STORED DATA:
BEGIN

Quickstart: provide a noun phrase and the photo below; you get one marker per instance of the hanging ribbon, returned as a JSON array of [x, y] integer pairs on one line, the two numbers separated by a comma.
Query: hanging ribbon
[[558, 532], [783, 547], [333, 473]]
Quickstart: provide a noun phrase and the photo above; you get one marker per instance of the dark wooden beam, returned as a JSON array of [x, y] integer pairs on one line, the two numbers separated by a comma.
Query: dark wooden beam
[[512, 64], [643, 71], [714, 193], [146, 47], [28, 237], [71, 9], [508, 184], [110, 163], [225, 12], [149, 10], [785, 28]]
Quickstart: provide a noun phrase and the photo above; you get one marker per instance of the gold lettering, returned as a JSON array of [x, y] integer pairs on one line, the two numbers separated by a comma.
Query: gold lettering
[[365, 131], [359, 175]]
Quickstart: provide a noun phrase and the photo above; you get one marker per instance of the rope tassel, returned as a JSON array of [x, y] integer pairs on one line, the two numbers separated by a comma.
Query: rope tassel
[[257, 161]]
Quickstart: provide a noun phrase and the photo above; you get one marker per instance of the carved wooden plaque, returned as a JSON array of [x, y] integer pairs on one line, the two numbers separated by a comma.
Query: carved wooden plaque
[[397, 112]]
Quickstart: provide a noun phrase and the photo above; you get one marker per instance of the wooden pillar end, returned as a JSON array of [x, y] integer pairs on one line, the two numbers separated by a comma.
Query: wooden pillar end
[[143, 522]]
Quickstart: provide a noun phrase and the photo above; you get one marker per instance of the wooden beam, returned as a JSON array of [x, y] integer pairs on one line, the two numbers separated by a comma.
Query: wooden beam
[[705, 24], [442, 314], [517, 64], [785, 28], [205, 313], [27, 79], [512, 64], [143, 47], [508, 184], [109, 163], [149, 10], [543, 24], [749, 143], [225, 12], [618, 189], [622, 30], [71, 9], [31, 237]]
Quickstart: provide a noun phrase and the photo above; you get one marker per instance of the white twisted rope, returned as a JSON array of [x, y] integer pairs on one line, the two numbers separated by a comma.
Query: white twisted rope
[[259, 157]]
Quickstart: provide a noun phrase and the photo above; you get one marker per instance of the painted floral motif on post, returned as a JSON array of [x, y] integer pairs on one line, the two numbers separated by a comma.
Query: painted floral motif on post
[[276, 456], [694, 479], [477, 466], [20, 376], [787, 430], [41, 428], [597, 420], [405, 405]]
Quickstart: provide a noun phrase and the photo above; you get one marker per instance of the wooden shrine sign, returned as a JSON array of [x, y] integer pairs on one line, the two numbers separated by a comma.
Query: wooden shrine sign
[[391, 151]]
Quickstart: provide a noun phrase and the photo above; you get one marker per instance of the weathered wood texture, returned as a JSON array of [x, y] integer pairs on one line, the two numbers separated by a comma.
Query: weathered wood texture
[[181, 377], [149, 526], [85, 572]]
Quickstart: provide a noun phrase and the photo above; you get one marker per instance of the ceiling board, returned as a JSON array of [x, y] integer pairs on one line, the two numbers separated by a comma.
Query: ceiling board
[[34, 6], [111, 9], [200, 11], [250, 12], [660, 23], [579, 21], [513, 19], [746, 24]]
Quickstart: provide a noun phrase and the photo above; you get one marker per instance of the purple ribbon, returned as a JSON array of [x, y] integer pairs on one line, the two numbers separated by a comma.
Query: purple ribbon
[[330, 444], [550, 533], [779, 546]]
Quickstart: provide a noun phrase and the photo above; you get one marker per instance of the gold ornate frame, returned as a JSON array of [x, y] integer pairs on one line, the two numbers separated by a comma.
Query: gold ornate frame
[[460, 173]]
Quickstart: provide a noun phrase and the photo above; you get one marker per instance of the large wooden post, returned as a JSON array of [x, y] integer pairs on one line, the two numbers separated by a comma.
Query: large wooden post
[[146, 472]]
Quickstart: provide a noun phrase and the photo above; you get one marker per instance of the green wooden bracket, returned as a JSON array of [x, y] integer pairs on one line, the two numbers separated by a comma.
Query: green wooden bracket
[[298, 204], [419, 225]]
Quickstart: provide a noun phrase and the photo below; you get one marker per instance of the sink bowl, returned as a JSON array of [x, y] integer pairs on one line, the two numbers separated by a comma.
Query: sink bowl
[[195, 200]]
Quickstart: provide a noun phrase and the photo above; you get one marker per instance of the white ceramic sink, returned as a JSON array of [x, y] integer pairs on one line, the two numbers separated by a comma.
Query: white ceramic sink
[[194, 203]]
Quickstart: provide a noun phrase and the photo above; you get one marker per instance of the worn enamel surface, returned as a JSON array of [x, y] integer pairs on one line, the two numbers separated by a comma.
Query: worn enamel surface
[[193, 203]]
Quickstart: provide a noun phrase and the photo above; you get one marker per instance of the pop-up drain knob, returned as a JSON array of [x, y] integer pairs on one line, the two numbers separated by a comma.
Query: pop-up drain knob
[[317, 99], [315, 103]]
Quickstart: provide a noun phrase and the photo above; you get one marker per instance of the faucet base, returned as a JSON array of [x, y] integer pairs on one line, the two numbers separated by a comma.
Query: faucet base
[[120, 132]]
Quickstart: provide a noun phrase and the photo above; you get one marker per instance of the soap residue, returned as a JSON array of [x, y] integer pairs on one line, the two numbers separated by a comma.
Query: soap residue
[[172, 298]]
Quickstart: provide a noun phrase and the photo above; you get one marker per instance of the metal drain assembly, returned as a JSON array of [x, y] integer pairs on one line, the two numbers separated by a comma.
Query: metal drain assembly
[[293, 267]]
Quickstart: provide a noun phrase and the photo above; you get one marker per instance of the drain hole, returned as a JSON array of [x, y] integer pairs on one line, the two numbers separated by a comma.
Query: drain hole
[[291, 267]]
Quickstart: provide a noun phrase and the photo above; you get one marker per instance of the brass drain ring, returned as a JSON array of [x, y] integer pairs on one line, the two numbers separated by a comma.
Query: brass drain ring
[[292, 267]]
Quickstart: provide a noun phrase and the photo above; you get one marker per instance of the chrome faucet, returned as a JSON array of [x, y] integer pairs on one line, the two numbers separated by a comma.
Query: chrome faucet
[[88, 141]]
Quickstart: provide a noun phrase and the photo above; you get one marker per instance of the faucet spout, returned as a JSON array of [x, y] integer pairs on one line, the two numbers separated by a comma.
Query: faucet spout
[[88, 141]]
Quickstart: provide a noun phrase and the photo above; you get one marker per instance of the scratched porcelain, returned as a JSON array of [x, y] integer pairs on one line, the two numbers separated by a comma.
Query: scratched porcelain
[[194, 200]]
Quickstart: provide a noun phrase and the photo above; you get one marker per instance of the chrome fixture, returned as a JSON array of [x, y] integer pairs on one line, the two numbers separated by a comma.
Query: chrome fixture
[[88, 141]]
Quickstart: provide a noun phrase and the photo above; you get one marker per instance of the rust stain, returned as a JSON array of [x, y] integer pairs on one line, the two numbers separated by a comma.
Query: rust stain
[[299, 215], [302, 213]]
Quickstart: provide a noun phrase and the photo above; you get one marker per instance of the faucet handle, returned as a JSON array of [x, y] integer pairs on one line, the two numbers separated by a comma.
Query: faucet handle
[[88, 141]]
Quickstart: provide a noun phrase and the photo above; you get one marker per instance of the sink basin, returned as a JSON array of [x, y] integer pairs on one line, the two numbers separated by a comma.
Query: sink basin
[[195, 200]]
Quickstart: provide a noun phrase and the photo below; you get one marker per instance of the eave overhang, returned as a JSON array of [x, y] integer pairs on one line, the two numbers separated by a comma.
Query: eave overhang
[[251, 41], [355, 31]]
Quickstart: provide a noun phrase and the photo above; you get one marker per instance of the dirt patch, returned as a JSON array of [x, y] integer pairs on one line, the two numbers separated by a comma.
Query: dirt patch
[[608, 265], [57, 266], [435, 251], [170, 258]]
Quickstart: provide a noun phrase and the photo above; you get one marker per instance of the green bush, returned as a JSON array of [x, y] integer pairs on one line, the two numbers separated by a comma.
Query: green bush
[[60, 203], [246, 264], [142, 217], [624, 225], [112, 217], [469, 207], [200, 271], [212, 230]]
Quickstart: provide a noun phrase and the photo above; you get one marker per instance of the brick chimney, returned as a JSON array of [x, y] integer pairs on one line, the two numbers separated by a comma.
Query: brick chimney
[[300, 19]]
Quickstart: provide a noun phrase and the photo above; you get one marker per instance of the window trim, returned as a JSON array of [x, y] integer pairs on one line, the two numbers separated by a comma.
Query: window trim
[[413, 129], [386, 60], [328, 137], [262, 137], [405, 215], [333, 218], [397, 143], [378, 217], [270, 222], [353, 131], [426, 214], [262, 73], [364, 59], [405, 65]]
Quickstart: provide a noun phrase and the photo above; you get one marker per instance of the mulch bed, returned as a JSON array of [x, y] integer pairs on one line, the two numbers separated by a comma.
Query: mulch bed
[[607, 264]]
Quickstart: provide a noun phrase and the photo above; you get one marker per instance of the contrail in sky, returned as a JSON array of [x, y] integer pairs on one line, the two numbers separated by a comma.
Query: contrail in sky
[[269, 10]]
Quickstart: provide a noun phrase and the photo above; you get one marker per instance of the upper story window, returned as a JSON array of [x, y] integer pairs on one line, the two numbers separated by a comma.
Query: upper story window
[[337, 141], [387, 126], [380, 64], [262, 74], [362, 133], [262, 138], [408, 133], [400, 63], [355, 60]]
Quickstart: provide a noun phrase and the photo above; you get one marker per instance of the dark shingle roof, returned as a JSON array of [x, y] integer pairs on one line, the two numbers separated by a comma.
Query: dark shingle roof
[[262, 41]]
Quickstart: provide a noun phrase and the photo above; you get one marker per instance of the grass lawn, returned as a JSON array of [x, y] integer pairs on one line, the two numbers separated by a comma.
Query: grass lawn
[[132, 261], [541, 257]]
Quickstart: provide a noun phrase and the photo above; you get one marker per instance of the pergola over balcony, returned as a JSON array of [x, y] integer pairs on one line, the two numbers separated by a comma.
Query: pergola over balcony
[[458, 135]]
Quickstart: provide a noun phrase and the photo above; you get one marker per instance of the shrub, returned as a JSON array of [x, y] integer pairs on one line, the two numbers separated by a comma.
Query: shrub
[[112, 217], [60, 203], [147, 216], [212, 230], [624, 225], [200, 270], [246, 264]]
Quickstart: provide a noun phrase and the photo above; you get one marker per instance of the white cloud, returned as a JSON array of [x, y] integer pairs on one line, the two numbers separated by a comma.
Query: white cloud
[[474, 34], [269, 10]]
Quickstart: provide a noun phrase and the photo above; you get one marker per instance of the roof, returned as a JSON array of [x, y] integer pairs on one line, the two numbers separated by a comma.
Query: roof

END

WORK ORDER:
Beginning with the first line of the entries, repeat each line exactly until you have reproduced the one containing "the dark wooden", and add nothing further.

EXERCISE OUTPUT:
Quickstart: provide a noun phrase and the photo below; you get one marker per instance of the hanging ribbon, returned as a JSON array of [x, y] integer pairs on one line, the two numbers separated by a comma.
Query: hanging ribbon
[[558, 532], [783, 547], [333, 473]]
Quickstart: provide a noun phrase and the photo above; you get one marker per instance of the dark wooden beam, returned as a JSON array of [x, y] integer pairs on one line, the two numbers separated by a comma.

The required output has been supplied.